**Job**
In the listing, reproduce the lines starting with the line containing "Note: locate the lamp" and going on through the line containing "pixel 1203 641", substituting "lamp stand" for "lamp base" and leaving everything else as it is.

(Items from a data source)
○ ○ ○ ○
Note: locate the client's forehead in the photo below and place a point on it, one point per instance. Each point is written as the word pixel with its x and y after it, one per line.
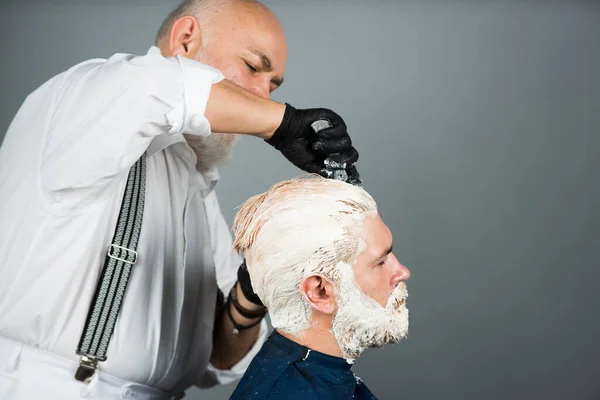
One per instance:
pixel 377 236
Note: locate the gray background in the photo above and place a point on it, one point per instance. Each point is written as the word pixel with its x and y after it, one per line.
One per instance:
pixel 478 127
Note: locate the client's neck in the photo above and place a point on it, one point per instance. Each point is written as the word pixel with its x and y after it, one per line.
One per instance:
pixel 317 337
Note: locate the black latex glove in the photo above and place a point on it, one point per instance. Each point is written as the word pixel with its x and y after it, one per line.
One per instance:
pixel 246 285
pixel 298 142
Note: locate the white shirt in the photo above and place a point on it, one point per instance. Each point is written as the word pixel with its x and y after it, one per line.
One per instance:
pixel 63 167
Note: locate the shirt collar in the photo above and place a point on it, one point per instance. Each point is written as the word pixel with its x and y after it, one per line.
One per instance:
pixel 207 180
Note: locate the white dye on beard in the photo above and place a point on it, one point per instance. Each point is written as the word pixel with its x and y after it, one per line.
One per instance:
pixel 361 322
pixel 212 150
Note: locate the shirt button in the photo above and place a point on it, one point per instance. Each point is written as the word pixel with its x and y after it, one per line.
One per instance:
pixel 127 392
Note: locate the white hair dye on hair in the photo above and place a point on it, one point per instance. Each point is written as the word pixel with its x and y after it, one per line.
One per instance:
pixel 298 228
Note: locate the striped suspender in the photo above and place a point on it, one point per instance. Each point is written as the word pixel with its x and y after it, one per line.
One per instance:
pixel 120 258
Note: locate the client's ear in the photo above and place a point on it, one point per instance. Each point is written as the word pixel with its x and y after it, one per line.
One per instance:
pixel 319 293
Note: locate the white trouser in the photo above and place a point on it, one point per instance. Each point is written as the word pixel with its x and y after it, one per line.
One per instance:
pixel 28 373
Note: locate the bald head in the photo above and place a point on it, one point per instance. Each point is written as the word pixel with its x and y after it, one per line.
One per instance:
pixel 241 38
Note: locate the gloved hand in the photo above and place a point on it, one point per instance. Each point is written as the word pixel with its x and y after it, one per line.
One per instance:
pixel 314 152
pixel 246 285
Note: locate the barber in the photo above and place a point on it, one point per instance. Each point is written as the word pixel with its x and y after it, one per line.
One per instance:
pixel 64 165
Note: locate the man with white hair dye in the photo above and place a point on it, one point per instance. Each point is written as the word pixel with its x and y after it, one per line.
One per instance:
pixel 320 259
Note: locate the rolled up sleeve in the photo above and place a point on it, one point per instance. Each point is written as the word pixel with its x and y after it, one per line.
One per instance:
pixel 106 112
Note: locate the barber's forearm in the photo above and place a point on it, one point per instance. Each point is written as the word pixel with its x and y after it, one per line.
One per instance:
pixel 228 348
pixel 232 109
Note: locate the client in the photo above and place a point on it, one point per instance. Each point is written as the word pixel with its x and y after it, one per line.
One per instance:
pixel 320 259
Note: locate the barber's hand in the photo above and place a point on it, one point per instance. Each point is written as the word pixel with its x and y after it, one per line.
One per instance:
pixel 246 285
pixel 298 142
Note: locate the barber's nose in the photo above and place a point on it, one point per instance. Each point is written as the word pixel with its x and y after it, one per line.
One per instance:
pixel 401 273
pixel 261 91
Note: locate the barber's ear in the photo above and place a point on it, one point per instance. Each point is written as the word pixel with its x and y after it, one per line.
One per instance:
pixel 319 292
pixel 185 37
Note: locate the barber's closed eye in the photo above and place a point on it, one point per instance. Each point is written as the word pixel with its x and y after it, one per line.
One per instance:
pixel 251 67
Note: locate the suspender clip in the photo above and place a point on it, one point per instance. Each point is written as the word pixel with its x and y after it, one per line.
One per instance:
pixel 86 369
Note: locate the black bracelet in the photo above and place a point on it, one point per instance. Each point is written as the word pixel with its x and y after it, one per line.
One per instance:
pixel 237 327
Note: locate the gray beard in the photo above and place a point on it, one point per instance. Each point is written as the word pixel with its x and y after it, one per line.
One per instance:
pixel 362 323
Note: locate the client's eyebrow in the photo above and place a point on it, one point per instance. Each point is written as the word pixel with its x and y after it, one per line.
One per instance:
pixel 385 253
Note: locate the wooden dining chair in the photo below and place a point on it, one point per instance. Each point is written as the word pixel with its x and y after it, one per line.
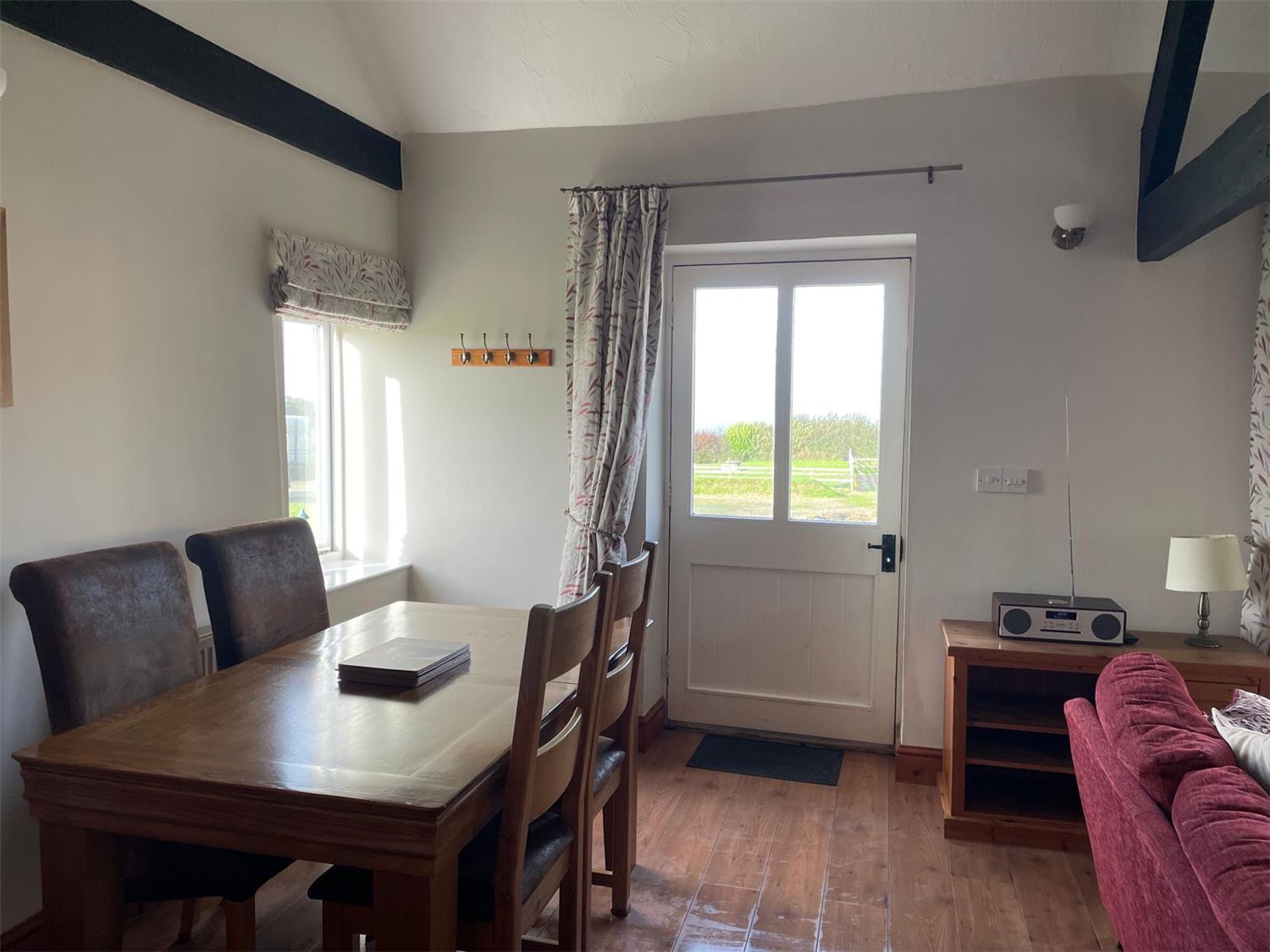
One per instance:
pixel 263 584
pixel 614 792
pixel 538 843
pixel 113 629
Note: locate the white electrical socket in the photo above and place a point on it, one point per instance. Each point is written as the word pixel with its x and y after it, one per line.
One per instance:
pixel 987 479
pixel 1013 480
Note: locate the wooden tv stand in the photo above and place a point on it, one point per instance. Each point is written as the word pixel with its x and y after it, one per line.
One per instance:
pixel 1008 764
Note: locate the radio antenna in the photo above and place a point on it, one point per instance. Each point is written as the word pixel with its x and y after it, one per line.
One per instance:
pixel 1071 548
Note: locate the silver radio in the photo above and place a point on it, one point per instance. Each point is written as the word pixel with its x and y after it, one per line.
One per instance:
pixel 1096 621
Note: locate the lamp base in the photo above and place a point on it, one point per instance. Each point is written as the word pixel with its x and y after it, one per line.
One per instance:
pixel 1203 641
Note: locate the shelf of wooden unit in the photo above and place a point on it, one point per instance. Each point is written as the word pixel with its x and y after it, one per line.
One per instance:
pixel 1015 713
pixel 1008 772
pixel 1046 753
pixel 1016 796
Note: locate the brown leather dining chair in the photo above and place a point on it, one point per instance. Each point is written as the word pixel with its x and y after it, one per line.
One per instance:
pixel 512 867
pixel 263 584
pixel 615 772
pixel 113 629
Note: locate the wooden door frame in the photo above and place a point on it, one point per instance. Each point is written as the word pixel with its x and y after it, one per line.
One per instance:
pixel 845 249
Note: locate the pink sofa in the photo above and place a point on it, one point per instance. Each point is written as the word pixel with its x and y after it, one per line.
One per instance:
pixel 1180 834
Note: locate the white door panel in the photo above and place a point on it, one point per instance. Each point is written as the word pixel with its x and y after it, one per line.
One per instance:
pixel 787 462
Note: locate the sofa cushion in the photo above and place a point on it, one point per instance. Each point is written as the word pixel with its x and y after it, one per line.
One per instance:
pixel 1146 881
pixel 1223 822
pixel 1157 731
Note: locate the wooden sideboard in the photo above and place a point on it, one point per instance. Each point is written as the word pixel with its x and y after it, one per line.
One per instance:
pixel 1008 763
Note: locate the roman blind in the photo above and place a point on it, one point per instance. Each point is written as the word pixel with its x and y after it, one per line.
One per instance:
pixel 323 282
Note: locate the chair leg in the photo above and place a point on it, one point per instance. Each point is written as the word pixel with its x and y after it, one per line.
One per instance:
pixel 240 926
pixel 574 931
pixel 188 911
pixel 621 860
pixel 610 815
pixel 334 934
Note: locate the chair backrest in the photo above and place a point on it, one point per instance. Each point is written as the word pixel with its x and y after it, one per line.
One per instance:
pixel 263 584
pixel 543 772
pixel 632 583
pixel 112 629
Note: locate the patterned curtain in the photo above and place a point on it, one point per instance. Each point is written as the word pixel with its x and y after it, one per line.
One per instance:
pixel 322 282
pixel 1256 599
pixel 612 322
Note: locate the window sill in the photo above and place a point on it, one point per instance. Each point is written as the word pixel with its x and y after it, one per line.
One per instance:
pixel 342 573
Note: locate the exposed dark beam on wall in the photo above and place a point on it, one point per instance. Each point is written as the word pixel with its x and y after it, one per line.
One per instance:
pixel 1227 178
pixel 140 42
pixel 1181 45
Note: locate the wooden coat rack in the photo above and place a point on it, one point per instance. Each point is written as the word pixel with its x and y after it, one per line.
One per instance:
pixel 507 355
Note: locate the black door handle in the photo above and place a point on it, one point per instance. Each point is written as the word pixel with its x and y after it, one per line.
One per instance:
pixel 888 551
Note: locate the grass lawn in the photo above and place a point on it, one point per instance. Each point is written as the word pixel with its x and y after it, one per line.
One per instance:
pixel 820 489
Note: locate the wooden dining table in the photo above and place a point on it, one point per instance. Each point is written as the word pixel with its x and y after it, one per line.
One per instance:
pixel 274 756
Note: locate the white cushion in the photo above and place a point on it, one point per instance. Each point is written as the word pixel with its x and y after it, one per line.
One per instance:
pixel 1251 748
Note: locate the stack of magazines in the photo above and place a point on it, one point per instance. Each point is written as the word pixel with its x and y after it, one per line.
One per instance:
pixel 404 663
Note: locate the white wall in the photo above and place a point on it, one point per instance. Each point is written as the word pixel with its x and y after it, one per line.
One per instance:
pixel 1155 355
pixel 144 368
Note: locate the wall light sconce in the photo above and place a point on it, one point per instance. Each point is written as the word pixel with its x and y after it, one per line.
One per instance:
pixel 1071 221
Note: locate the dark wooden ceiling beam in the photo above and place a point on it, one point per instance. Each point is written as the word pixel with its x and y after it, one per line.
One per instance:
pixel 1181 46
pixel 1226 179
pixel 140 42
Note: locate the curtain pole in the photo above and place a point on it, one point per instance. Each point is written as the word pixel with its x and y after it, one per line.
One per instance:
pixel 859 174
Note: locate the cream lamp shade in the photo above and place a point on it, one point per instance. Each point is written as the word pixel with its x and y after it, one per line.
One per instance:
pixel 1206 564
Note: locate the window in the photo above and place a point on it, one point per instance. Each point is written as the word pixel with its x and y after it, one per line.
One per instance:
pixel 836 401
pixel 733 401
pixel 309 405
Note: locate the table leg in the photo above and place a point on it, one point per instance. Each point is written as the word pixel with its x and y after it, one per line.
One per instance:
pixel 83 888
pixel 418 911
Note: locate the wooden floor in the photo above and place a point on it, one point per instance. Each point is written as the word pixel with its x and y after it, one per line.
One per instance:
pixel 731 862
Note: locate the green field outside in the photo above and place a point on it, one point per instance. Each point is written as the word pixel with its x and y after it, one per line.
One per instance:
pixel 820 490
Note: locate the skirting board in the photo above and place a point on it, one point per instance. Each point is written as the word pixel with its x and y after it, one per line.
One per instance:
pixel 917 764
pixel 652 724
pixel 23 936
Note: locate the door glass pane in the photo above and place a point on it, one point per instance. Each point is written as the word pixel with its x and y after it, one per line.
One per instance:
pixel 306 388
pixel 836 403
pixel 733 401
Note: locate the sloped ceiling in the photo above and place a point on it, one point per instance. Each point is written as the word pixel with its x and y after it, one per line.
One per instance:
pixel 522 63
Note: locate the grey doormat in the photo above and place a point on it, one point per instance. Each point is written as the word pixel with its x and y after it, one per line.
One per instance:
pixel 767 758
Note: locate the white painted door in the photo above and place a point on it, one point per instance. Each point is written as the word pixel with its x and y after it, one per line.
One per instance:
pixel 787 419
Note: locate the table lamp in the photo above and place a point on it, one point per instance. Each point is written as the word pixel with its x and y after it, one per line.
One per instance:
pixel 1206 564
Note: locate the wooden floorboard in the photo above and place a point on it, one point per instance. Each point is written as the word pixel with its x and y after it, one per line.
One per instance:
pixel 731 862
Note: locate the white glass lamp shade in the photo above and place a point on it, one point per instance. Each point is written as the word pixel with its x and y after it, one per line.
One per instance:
○ ○ ○ ○
**Response for this exercise**
Note: locate the lamp stand in the photo above and place a point on it, one point per instance. Each point is written as the word pixel with its x and y after it, one per line.
One per instance:
pixel 1203 641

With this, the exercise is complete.